**Excerpt:**
In this regard, Mr Flynn averred that (DF1, §103) the claim that the AA did not ensure that there was no reasonable scientific doubt as to the absence of adverse effects on the integrity of European Sites that are likely to be affected by the NAP is unfounded.
Moreover, Mr Flynn averred that there are a number of misconceptions that (DF1, §104) underlie the Applicant's claim both with respect to the Habitats Directive and more generally:
(1) the claim as pleaded in the Amended Statement of Grounds fails to have any proper regard to the nature of the NAP as a strategic national plan, or to its role as an action programme required to be established by Ireland under the Nitrates Directive and in compliance with the framework established by the Nitrates Directive (DF1, §§105–109);
(2) the claim as pleaded in the Amended Statement of Grounds fails to recognise that the measures under the NAP are inherently protective, and aimed at reducing adverse effects on water quality (DF1, §§111–112);
(3) the Amended Statement of Grounds appears to have mischaracterised the assessment to be carried out as being an assessment of the environmental effects of the agricultural activities in Ireland, rather than an assessment of the environmental effects of the measure provided for under the NAP (DF1, §§112–115);
(4) the Applicant appears to proceed on the assumption that the NAP can be approved only if it is demonstrated that the NAP alone will prevent any future adverse effects on water quality or European sites (DF1, §§116–117).
As to the Applicant's pleas (ASoG, §§10–11) regarding the Table contained in the AA Determination entitled 'Mitigation Measures', the Affidavit of Mr Flynn continues to aver that this plea is unfounded (DF1, §121).
Mr Flynn avers that (DF1, §§122–126) a commitment to monitor the effectiveness of the NAP, investigate technical and/or scientific matters further and, if appropriate, consider introducing additional and/or reinforced measures, cannot be interpreted as a concession by the Department that the protective measures already included in the NAP are inadequate.
Mr Flynn avers that (DF1, §§127–134) that it cannot be the case that a competent authority when conducting appropriate assessment of strategic plans aimed at environmental protection is precluded from approving such plans where there is an intention to engage in further monitoring, research and investigation and if appropriate consider implementing additional or reinforced measures.

**Entries drawn from a collection:**
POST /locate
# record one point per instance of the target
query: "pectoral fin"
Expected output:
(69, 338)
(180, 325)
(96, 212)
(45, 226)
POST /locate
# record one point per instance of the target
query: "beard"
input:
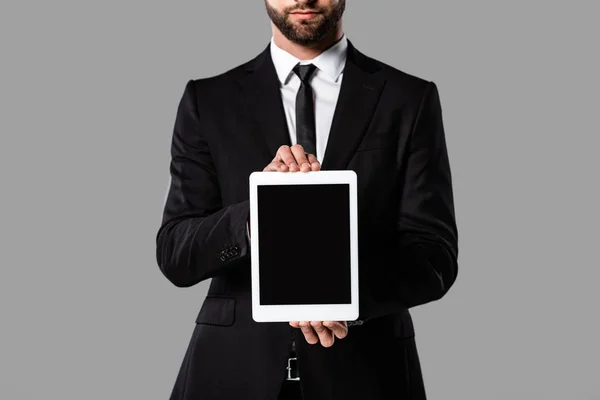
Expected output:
(310, 31)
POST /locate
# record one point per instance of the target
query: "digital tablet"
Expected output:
(304, 246)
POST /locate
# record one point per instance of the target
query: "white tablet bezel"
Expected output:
(309, 312)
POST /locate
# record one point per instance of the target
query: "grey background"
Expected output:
(88, 94)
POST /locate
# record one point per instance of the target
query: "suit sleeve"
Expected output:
(420, 260)
(198, 238)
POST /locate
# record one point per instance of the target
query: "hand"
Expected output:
(293, 159)
(325, 332)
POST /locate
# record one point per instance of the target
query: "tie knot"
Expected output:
(304, 72)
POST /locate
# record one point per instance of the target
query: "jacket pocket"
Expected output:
(373, 141)
(217, 310)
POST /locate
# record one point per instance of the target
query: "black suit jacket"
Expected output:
(387, 127)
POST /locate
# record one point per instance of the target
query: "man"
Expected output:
(309, 101)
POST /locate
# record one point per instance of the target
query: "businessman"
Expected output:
(309, 101)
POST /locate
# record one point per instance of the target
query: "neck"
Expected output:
(310, 51)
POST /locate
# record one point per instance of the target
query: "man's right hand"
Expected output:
(293, 159)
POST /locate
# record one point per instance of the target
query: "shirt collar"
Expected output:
(331, 61)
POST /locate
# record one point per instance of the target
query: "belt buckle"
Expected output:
(289, 369)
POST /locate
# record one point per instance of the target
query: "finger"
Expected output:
(284, 154)
(315, 165)
(339, 329)
(309, 333)
(325, 336)
(276, 166)
(300, 157)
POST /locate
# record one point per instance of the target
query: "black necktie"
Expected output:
(305, 110)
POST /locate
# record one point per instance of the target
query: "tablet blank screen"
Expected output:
(304, 244)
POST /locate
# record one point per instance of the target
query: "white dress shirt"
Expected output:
(325, 82)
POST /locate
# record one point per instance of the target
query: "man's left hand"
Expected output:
(322, 331)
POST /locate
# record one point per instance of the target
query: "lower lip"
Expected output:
(305, 16)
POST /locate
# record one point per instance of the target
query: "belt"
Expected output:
(292, 366)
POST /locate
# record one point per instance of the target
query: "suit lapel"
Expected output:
(260, 88)
(356, 104)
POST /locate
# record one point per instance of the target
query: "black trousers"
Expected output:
(290, 390)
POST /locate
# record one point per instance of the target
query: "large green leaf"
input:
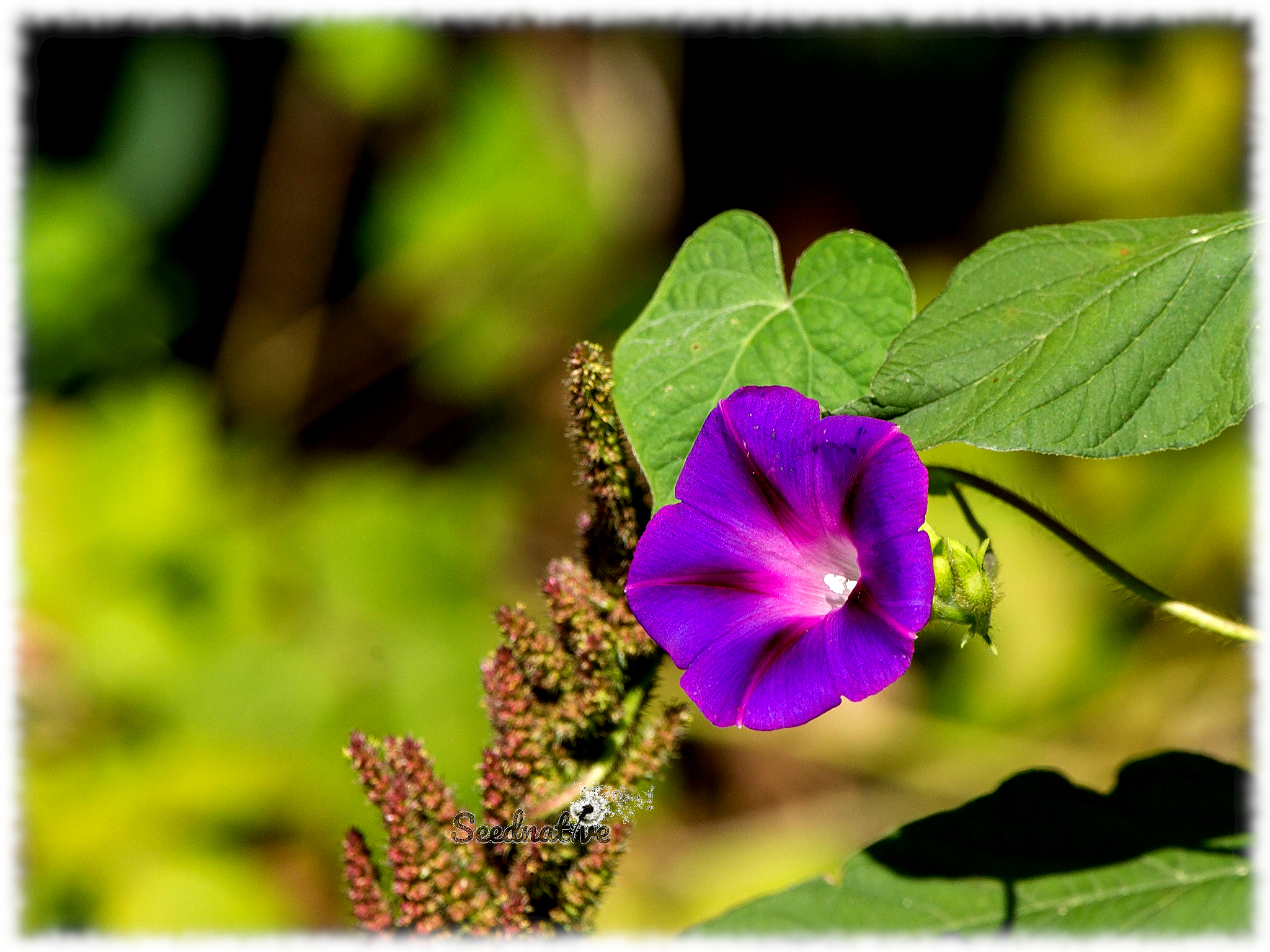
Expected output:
(1093, 339)
(723, 319)
(1158, 855)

**The task:**
Using the excerpt above, decide whether each statement agrees with it. Answer yes or no for each, and quote the words from the excerpt that settle it.
1. Mr Flynn says the measures under the NAP are aimed at reducing adverse effects on water quality.
2. Mr Flynn treats a commitment to further monitoring as a concession that the NAP's protective measures are inadequate.
3. The NAP is described as a local plan for a single county.

**Response to this exercise:**
1. Yes: "the measures under the NAP are inherently protective, and aimed at reducing adverse effects on water quality"
2. No: "cannot be interpreted as a concession by the Department that the protective measures already included in the NAP are inadequate"
3. No: "the nature of the NAP as a strategic national plan"